» **Set task**: Copy out the listing that follows, putting "lit sign" in place of every "illuminated billboard" and changing nothing else.

Dataset excerpt
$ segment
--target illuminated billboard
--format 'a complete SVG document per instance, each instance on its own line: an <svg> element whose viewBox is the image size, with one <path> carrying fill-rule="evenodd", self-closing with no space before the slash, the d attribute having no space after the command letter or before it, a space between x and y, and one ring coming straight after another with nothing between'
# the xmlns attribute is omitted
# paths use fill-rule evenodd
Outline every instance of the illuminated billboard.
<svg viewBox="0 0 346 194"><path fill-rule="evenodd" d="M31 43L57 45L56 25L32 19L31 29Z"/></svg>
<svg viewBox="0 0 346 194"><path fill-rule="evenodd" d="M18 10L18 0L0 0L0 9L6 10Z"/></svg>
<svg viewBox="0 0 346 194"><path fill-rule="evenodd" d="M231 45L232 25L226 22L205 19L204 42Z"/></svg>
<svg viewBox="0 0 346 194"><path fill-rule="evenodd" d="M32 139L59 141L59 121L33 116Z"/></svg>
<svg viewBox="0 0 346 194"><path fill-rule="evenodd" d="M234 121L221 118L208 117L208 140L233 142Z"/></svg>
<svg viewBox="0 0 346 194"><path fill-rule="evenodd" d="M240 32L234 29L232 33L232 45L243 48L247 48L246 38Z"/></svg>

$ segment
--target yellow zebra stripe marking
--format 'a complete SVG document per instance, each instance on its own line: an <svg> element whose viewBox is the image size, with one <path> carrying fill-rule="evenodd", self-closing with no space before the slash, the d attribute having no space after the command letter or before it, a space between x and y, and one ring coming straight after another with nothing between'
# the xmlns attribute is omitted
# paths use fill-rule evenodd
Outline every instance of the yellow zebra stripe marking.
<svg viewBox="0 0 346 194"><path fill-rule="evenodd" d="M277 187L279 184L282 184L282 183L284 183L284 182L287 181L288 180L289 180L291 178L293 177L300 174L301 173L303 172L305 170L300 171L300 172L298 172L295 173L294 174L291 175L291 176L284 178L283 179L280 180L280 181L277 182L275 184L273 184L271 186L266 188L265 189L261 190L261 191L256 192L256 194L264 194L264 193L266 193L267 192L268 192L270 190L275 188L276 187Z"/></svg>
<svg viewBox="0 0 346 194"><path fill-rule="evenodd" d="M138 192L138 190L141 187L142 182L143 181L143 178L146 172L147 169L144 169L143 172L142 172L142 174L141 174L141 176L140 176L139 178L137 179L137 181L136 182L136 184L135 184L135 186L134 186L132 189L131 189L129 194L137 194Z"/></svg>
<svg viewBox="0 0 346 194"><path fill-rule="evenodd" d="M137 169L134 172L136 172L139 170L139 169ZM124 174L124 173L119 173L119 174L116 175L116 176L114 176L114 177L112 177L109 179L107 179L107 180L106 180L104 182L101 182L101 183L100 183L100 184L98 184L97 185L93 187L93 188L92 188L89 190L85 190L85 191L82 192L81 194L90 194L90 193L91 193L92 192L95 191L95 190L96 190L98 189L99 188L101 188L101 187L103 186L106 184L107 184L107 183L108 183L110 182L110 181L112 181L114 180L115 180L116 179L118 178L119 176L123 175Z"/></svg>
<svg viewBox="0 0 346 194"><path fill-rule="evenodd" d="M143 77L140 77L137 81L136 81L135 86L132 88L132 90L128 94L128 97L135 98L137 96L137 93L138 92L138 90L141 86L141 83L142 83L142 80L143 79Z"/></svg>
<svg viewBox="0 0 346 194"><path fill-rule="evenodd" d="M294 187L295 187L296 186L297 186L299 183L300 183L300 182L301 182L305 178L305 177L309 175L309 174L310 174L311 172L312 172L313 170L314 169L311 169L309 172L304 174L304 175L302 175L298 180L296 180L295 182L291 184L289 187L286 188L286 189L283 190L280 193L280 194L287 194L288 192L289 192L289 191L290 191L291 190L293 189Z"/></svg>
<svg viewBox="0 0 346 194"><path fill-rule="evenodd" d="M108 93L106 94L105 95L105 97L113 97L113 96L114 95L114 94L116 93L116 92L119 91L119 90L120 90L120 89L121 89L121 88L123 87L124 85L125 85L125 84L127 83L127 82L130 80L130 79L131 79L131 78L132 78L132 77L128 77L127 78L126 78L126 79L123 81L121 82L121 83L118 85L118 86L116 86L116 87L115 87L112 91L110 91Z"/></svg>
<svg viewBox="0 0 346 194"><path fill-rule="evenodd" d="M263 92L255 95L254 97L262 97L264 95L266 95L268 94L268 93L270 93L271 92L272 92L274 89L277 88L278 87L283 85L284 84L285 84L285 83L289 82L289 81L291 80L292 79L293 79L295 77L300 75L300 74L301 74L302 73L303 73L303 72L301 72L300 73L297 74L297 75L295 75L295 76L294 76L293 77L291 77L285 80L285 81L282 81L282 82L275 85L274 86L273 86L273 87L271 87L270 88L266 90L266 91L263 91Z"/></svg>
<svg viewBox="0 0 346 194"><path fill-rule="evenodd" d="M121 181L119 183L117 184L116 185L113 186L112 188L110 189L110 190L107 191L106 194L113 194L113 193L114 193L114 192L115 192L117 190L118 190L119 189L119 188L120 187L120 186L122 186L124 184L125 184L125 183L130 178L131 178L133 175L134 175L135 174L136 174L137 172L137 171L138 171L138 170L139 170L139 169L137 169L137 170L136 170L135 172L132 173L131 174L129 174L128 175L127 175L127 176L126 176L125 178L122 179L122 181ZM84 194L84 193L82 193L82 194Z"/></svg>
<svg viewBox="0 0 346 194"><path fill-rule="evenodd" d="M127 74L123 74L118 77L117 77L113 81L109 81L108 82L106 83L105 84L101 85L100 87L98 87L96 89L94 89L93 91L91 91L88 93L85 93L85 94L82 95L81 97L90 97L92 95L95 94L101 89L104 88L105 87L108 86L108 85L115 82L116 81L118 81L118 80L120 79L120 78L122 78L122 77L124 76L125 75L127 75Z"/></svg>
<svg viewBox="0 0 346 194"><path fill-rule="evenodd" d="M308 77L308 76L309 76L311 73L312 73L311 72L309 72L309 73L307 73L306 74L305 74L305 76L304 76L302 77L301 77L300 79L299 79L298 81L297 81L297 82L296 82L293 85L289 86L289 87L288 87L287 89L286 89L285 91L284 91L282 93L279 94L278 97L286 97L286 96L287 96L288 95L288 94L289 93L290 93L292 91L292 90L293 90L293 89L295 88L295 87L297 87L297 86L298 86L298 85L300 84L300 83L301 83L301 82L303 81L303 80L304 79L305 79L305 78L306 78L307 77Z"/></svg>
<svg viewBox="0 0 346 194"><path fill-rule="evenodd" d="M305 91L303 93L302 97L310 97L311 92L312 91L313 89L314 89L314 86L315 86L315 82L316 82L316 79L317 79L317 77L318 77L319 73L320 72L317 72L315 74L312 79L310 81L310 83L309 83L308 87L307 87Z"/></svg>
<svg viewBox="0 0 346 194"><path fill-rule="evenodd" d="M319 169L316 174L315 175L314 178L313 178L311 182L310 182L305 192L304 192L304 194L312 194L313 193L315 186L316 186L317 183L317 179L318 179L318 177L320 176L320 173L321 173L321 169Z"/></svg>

» **Solution below**:
$ segment
--target lit sign
--format 'a complete SVG document per instance, each instance on its own line: an <svg> element whose viewBox is the image size, with one <path> carrying fill-rule="evenodd", self-closing with no space before the slash, the d attribute having no space after the command letter or before it, a space between x and y, and one ring coming straight after another with nothing between'
# the xmlns attribute is omitted
# paths use fill-rule evenodd
Outline every instance of the lit sign.
<svg viewBox="0 0 346 194"><path fill-rule="evenodd" d="M31 43L57 45L56 25L32 19L31 29Z"/></svg>
<svg viewBox="0 0 346 194"><path fill-rule="evenodd" d="M18 10L18 0L0 0L0 9L6 10Z"/></svg>
<svg viewBox="0 0 346 194"><path fill-rule="evenodd" d="M231 45L232 25L226 22L205 19L204 42Z"/></svg>
<svg viewBox="0 0 346 194"><path fill-rule="evenodd" d="M32 139L59 141L59 121L33 116Z"/></svg>
<svg viewBox="0 0 346 194"><path fill-rule="evenodd" d="M234 121L221 118L208 117L208 140L233 142Z"/></svg>
<svg viewBox="0 0 346 194"><path fill-rule="evenodd" d="M240 32L234 29L232 33L232 45L243 48L247 48L246 38Z"/></svg>

$ segment
--target yellow zebra stripe marking
--format 'a complete SVG document per instance, each instance on its own line: an <svg> element whose viewBox is the image size, with one <path> carrying fill-rule="evenodd", self-closing with no space before the slash, the d attribute having no space after the command letter or before it, a space between x and y, and one ring coming straight after another with nothing between'
# the xmlns attribute is omitted
# paths use fill-rule evenodd
Outline every instance of the yellow zebra stripe marking.
<svg viewBox="0 0 346 194"><path fill-rule="evenodd" d="M277 187L279 184L282 184L282 183L284 183L284 182L287 181L288 180L289 180L291 178L293 177L300 174L301 173L303 172L305 170L300 171L300 172L298 172L295 173L294 174L291 175L291 176L284 178L283 179L280 180L280 181L277 182L275 184L273 184L271 186L266 188L265 189L261 190L261 191L256 192L256 194L264 194L264 193L266 193L267 192L268 192L270 190L275 188L276 187Z"/></svg>
<svg viewBox="0 0 346 194"><path fill-rule="evenodd" d="M138 192L138 190L141 187L142 182L143 181L143 178L146 172L147 169L144 169L143 172L142 172L142 174L141 174L141 176L140 176L139 178L137 179L137 181L136 182L136 184L135 184L135 186L134 186L132 189L131 189L129 194L137 194Z"/></svg>
<svg viewBox="0 0 346 194"><path fill-rule="evenodd" d="M137 169L134 172L136 172L139 170L139 169ZM124 174L124 173L119 173L119 174L116 175L116 176L114 176L114 177L112 177L109 179L107 179L107 180L106 180L104 182L101 182L101 183L100 183L100 184L98 184L97 185L93 187L93 188L92 188L89 190L85 190L85 191L82 192L81 194L90 194L90 193L91 193L92 192L95 191L95 190L96 190L98 189L99 188L101 188L101 187L103 186L106 184L107 184L107 183L108 183L110 182L110 181L112 181L114 180L115 180L116 179L118 178L119 176L123 175Z"/></svg>
<svg viewBox="0 0 346 194"><path fill-rule="evenodd" d="M143 77L140 77L137 81L136 81L135 86L132 88L132 90L128 94L128 97L135 98L137 96L137 93L138 92L138 90L141 86L141 83L142 83L142 80L143 79Z"/></svg>
<svg viewBox="0 0 346 194"><path fill-rule="evenodd" d="M294 187L295 187L296 186L297 186L299 183L300 183L300 182L301 182L305 178L305 177L309 175L309 174L310 174L311 172L312 172L313 170L314 169L311 169L309 172L304 174L304 175L302 175L298 180L296 180L295 182L291 184L289 187L286 188L286 189L283 190L280 193L280 194L287 194L288 192L289 192L289 191L290 191L291 190L293 189Z"/></svg>
<svg viewBox="0 0 346 194"><path fill-rule="evenodd" d="M108 93L106 94L105 95L105 97L113 97L113 96L114 95L114 94L116 93L116 92L119 91L119 90L120 90L120 89L121 89L121 88L123 87L124 85L125 85L125 84L127 83L127 82L130 80L130 79L131 79L131 78L132 78L132 77L128 77L127 78L126 78L126 79L123 81L121 82L121 83L118 85L118 86L116 86L116 87L115 87L112 91L110 91Z"/></svg>
<svg viewBox="0 0 346 194"><path fill-rule="evenodd" d="M263 92L255 95L254 97L262 97L264 95L266 95L268 94L268 93L270 93L271 92L272 92L274 89L277 88L278 87L283 85L284 84L285 84L285 83L289 82L289 81L291 80L292 79L293 79L295 77L300 75L300 74L301 74L302 73L303 73L303 72L301 72L300 73L297 74L297 75L295 75L295 76L294 76L293 77L291 77L285 80L285 81L282 81L282 82L275 85L274 86L273 86L273 87L271 87L270 88L266 90L266 91L263 91Z"/></svg>
<svg viewBox="0 0 346 194"><path fill-rule="evenodd" d="M121 181L119 183L117 184L116 185L113 186L112 188L110 189L110 190L107 191L106 194L113 194L113 193L114 193L114 192L115 192L117 190L118 190L119 189L119 188L120 187L120 186L122 186L124 184L125 184L125 183L130 178L131 178L133 175L134 175L135 174L136 174L137 172L137 171L138 171L138 170L139 170L139 169L137 169L137 170L136 170L135 172L132 173L131 174L129 174L128 175L127 175L127 176L126 176L125 178L122 179L122 181ZM84 194L84 193L82 193L82 194Z"/></svg>
<svg viewBox="0 0 346 194"><path fill-rule="evenodd" d="M127 74L123 74L118 77L117 77L113 81L109 81L108 82L106 83L105 84L101 85L100 87L98 87L96 89L94 89L93 91L91 91L88 93L85 93L85 94L82 95L81 97L90 97L92 95L95 94L101 89L104 88L105 87L108 86L108 85L115 82L116 81L118 81L118 80L120 79L120 78L122 78L122 77L124 76L125 75L127 75Z"/></svg>
<svg viewBox="0 0 346 194"><path fill-rule="evenodd" d="M308 77L308 76L309 76L311 73L312 73L311 72L309 72L309 73L307 73L306 74L305 74L305 76L304 76L302 77L301 77L300 79L299 79L298 81L297 81L297 82L296 82L293 85L289 86L289 87L288 87L287 89L286 89L285 91L284 91L282 93L279 94L278 97L286 97L286 96L287 96L288 95L288 94L289 93L290 93L292 91L292 90L293 90L293 89L295 88L295 87L297 87L297 86L298 86L298 85L300 84L300 83L301 83L301 82L303 81L303 80L304 79L305 79L305 78L306 78L307 77Z"/></svg>
<svg viewBox="0 0 346 194"><path fill-rule="evenodd" d="M305 91L303 93L302 97L310 97L311 92L312 91L313 89L314 89L314 86L315 86L315 82L316 82L316 79L317 79L317 77L318 77L319 73L320 72L317 72L315 74L312 79L310 81L310 83L309 83L308 87L307 87Z"/></svg>
<svg viewBox="0 0 346 194"><path fill-rule="evenodd" d="M319 169L316 174L315 175L314 178L313 178L311 182L310 182L305 192L304 192L304 194L312 194L313 193L315 186L316 186L317 183L317 179L318 179L318 177L320 176L320 173L321 173L321 169Z"/></svg>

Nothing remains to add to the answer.